Text extract
— start —
The home position of the entire mechanical drive, the start position for counting motor steps, is defined inside the guaranteed movement range. Starting from this position, the rotor steps are counted in positive or negative direction.

 

 

 

 

 

Real movement range

·      The real movement range is always larger then the guaranteed movement range, it is limited by the found hardware limiter positions; before the bumper surface contacts the limiter; except the camera changer unit and the focus unit.

·      The absolute value of the negative limit of the real movement range is less than or equal to the negative limit of the maximal movement range (the limit “Home1”).

·      The positive limit of the real movement range is less than or equal to the positive limit of the maximal movement range (the limit “Home1”).

 

 

 

                   Limiter position range (LPR)

 

The hardware limiters for the positive and the negative limit of the unit are physically found in this range.

The physical position of the limiters and the bumper surfaces are always exactly on the same place in the unit, therefore, if the negative limit is found correctly, the positive limit will always fulfill the requirement of the limit “Home1”; but because the mounting position of the spindle in relation to the rotor axle is variable (X- and Y-drive unit) and the found thread starting position of the transport nut is defined with an accuracy of 800steps, the real hardware limit value may be anywhere in this range.

·      The found hardware limit values define the real movement range.

 

See also:      Exchange the Y-drive of the X-Y-stage unit” andBefore we can mount the drive unit

 

 

 

 

 

 

 

 

 

 

 

 

 

 

 

In the focus unit

 

In the focus unit the hardware limit values depending highly on the found ex-center position on the motor axle.

 

See also:      in the P250:            Adjust the ex-center position

          SCAN, MIDI, DESK:         Adjust the ex-center position

 

·      In the SCAN, the MIDI and the DESK the shown position is exact 1600steps.
— end —
Objective
List every range that the text on drive movement ranges names.

Records on locating named things
— start —
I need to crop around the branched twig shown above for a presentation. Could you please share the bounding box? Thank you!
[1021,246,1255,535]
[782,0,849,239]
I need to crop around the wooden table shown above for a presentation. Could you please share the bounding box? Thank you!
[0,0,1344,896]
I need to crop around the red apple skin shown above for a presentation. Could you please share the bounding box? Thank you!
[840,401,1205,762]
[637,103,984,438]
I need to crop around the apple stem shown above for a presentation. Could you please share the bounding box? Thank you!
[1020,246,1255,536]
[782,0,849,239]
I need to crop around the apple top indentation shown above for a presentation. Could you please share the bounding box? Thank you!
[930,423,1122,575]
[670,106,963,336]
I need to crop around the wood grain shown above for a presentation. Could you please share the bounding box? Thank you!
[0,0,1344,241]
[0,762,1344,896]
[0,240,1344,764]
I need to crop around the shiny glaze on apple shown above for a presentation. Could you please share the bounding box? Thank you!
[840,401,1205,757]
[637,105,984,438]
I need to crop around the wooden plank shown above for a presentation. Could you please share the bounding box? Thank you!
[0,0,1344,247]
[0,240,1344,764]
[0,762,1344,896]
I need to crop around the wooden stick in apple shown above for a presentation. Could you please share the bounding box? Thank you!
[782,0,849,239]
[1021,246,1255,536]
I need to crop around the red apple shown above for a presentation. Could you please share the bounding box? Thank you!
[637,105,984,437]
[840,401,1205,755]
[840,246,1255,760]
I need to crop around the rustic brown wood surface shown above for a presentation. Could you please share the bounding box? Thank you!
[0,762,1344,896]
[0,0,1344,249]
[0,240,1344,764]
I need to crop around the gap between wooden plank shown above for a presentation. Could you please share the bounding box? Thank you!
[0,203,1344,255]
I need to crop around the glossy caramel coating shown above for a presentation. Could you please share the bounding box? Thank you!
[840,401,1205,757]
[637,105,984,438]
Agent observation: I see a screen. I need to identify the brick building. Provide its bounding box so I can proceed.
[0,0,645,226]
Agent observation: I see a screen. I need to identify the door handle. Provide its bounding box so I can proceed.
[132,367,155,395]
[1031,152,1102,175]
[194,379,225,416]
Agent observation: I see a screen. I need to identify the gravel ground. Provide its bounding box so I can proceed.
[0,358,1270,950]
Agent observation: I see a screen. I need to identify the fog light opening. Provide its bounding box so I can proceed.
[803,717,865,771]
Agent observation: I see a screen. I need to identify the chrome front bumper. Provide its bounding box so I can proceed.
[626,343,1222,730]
— end —
— start —
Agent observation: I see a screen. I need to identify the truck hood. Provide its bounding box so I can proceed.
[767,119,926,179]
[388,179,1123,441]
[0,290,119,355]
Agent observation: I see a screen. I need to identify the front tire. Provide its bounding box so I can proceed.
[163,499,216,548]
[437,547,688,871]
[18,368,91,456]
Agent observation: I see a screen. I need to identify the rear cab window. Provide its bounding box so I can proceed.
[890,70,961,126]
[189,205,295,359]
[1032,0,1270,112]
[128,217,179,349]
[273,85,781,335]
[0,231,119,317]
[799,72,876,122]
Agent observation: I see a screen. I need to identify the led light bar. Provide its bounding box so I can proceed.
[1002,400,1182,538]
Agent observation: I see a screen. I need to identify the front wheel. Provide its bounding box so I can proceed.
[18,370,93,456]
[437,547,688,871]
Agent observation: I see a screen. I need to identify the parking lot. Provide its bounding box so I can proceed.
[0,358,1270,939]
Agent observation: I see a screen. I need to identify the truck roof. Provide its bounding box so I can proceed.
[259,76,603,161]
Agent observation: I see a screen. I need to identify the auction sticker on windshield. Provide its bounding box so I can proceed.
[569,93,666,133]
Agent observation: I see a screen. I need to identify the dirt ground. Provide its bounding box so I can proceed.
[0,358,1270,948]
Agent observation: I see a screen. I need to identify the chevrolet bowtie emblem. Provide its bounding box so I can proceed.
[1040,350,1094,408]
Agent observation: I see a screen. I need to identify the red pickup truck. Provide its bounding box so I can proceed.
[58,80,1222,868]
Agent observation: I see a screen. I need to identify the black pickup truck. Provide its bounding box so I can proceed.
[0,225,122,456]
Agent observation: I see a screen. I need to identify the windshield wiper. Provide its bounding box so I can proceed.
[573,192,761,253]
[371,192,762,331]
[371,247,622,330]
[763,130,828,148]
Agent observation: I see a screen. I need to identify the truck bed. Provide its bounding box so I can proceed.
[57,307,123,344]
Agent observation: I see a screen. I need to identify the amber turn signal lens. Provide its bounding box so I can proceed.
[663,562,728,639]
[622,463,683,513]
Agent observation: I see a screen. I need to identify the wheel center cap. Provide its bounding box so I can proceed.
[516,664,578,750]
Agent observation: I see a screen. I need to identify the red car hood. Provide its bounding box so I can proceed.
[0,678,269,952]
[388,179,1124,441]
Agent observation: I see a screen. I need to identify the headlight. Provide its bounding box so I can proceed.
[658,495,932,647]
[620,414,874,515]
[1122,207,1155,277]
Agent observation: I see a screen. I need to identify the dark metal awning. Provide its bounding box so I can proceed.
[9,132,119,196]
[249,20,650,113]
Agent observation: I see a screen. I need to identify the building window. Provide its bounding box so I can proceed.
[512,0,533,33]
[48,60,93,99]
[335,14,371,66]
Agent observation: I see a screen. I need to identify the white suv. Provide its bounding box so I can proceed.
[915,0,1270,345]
— end —
Completed task
guaranteed movement range
real movement range
maximal movement range
limiter position range (LPR)